Exercise goal: Show every line below that contains the word "approximate". Case matters.

Extracted information:
━━━━━━━━━━━━━━━━━━━━

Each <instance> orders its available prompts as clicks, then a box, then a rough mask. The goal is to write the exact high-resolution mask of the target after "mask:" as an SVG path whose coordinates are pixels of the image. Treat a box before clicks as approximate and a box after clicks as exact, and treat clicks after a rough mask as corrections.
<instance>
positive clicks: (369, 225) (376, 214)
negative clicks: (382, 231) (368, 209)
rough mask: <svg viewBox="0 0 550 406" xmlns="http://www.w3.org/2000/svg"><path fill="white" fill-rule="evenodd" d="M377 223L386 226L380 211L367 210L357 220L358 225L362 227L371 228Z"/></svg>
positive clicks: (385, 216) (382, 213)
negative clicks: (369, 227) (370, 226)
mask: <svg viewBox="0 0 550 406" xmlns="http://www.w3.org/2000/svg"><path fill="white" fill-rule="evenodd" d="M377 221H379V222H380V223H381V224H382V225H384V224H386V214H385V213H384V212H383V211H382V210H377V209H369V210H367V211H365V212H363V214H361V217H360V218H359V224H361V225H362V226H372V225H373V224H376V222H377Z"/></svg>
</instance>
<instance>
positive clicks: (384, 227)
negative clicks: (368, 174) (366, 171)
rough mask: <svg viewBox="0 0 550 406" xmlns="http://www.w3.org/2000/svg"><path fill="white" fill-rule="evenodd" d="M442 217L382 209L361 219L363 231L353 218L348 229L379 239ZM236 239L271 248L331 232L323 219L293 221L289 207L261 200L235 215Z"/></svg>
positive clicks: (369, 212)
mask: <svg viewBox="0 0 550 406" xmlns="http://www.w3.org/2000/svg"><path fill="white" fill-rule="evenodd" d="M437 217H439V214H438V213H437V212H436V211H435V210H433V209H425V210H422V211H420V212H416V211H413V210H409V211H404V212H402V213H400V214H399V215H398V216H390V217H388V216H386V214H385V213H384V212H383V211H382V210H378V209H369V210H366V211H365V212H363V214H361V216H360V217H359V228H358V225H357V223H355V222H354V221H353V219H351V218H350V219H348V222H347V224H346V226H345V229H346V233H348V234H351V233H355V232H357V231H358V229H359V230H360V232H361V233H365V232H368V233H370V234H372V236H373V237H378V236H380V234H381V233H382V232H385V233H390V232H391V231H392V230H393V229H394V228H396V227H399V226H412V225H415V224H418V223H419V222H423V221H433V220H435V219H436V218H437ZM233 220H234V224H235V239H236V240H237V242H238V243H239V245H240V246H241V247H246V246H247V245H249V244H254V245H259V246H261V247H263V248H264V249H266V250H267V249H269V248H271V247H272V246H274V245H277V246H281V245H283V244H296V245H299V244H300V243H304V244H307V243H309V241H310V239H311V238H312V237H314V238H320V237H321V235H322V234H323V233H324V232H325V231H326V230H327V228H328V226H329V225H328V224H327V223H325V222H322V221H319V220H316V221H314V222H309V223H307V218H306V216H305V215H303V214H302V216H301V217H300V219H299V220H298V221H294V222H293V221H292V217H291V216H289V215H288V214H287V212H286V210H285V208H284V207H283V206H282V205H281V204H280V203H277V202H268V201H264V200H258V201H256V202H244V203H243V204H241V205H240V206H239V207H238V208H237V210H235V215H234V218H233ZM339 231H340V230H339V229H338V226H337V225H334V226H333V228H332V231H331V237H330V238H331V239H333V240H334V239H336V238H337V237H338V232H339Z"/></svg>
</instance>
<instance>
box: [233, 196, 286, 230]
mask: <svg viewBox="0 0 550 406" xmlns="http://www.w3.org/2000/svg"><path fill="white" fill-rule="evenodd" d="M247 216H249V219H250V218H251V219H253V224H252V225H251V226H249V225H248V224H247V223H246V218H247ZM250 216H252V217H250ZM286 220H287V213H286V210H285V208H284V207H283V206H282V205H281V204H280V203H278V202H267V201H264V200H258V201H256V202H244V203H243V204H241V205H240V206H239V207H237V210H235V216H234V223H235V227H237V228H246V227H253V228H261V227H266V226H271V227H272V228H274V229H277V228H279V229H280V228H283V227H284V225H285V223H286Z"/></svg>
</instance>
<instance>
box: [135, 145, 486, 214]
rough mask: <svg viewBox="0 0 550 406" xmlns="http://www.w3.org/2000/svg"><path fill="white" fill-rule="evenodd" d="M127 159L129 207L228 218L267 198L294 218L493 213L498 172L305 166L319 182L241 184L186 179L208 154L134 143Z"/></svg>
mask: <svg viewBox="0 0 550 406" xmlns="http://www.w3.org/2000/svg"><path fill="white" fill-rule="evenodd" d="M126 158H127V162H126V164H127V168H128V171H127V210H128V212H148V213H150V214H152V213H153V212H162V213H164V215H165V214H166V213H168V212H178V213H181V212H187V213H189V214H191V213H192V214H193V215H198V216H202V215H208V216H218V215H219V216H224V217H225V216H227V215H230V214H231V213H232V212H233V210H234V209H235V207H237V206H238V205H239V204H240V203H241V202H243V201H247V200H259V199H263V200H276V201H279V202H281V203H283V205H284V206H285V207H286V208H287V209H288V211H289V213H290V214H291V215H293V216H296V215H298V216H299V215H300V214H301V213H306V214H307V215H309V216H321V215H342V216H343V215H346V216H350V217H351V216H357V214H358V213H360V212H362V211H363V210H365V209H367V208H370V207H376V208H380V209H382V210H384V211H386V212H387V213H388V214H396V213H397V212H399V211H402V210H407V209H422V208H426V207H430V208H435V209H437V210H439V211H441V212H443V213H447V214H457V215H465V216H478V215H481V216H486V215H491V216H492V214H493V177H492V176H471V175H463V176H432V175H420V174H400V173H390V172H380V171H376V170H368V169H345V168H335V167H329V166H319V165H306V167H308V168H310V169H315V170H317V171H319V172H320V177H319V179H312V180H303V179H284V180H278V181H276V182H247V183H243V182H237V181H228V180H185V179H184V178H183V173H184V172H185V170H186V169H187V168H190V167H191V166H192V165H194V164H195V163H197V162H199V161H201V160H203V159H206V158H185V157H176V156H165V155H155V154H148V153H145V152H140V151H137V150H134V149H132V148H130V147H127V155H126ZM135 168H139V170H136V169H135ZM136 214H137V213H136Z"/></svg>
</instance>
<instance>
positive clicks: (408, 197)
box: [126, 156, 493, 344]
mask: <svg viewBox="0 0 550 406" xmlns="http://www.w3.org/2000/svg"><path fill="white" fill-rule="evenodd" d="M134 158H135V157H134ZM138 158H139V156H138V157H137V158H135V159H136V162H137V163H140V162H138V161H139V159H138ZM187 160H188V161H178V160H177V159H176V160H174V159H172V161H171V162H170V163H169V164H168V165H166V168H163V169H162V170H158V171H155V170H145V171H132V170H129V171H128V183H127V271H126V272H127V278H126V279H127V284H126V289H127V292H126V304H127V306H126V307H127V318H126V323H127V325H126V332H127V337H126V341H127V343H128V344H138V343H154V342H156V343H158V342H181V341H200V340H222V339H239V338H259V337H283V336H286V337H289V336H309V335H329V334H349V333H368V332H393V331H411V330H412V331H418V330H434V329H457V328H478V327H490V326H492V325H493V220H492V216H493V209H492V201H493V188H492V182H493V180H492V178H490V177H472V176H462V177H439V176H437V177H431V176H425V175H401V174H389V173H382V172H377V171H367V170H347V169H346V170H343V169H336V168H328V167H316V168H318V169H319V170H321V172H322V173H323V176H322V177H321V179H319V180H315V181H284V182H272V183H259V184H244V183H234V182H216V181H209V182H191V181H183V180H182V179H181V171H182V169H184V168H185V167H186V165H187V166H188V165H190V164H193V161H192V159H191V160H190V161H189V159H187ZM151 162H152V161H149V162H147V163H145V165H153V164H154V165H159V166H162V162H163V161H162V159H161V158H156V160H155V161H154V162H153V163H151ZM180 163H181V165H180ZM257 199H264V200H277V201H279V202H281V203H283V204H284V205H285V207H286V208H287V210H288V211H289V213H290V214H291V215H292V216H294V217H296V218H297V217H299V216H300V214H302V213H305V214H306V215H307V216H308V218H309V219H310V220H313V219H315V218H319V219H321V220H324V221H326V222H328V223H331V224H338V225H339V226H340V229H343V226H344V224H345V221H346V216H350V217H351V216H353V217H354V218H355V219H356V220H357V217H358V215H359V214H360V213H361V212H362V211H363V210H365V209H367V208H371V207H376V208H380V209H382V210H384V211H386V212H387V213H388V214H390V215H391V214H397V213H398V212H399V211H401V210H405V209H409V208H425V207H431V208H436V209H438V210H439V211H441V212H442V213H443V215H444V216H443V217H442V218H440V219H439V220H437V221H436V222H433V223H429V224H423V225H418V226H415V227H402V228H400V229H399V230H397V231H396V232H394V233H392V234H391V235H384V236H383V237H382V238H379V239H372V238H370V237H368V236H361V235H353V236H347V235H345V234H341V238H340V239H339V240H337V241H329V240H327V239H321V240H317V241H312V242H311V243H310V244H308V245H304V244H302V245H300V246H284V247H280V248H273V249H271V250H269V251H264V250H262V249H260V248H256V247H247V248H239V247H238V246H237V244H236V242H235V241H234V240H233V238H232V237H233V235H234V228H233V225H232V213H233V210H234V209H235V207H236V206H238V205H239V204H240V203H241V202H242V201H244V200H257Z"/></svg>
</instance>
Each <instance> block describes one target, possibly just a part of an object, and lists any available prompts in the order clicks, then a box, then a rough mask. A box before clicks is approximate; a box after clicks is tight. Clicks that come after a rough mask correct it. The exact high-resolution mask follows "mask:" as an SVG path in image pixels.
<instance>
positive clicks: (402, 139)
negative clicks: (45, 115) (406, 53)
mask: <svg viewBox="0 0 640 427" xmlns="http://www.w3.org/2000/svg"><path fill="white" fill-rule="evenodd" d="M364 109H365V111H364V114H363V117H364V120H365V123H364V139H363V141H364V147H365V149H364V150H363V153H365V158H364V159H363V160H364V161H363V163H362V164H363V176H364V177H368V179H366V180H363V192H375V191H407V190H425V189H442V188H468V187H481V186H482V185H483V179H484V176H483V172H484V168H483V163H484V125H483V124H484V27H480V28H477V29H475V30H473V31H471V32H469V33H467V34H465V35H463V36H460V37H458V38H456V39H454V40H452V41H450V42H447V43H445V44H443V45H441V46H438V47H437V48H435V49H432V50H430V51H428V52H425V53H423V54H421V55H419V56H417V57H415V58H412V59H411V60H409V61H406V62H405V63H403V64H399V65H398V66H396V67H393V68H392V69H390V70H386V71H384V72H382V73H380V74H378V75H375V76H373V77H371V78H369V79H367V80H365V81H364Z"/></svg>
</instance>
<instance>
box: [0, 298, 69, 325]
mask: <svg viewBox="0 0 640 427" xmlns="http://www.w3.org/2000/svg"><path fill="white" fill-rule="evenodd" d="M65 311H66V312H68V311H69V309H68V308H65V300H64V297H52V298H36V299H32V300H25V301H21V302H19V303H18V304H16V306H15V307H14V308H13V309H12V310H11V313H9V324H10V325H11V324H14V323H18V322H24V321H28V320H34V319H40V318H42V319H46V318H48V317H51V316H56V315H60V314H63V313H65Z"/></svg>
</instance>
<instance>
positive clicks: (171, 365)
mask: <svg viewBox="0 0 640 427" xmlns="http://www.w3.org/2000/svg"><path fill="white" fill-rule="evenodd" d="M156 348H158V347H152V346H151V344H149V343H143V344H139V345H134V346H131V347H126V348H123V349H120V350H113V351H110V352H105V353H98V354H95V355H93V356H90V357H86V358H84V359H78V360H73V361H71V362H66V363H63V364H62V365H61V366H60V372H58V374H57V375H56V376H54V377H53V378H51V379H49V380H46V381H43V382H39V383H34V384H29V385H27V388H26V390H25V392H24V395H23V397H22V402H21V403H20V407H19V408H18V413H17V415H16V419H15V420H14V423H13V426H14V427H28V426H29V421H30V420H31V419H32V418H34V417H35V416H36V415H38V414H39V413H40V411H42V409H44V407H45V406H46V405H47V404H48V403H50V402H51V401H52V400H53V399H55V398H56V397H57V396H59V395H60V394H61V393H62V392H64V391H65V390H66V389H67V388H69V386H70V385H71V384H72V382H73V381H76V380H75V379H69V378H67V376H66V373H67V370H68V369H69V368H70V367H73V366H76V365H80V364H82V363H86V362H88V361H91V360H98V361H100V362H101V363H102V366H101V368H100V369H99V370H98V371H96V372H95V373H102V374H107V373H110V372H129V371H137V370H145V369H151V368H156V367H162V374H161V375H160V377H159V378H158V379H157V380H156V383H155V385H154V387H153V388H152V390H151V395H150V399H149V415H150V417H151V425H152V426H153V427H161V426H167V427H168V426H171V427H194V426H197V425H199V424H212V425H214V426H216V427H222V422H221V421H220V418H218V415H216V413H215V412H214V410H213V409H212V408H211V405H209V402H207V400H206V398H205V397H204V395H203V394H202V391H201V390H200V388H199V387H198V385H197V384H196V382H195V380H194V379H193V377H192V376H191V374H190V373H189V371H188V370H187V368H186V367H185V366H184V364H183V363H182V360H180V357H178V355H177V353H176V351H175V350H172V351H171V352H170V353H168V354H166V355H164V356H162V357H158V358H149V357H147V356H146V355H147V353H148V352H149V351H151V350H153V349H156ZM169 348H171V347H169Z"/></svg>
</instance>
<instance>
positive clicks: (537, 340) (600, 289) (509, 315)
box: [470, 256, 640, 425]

━━━━━━━━━━━━━━━━━━━━

Problem solution:
Each <instance> orders its available prompts as clicks, then a box, then a rough mask. The goal is to write the exact high-resolution mask of the target after "mask:" as an SVG path whose coordinates are pixels of the image. Treat a box before clicks as approximate and a box after clicks as exact, and treat clicks after a rough mask as corrections.
Each <instance> block describes one target, possibly just a part of an object, and lists any available prompts in the order clicks, then a box, then a rough mask. A box before clicks is approximate; a box after clicks is tight. Clicks that come after a rough mask correct it. The exact high-resolution mask follows "mask:" as an SVG path in image pixels.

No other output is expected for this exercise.